(EXERCISE MATERIALS Opens)

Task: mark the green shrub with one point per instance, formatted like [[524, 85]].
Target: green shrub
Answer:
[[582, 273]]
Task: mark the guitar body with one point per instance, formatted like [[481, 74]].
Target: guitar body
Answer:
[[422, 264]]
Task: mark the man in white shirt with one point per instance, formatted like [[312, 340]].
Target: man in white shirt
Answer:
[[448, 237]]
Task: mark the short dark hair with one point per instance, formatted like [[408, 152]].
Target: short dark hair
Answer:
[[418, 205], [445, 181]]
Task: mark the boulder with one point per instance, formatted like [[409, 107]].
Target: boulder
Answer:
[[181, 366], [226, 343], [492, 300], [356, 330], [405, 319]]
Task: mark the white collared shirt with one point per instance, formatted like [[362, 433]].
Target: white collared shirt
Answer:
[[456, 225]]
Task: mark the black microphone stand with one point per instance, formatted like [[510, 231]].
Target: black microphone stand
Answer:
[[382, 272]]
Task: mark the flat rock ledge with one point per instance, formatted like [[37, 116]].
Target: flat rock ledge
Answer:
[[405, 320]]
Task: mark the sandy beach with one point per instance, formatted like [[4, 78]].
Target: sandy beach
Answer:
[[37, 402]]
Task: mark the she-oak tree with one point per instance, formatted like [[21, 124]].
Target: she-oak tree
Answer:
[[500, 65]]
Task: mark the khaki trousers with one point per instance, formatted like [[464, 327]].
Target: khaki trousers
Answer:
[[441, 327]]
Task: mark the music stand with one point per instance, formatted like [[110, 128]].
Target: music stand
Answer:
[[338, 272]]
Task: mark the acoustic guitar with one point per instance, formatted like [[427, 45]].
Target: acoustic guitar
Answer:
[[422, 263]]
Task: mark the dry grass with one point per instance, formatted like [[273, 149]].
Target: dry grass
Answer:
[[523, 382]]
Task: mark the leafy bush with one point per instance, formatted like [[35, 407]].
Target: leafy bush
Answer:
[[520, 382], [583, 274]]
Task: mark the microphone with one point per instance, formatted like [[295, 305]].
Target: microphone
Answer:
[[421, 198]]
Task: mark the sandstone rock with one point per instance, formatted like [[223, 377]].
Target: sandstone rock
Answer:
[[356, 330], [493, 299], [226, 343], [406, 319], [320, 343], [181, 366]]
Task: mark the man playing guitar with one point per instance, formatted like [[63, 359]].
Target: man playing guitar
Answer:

(EXERCISE MATERIALS Closes)

◆ WORK TO BE COMPLETED: Figure out how many lines of the data hold "guitar", and answer with the number only.

◆ YOUR SOLUTION: 6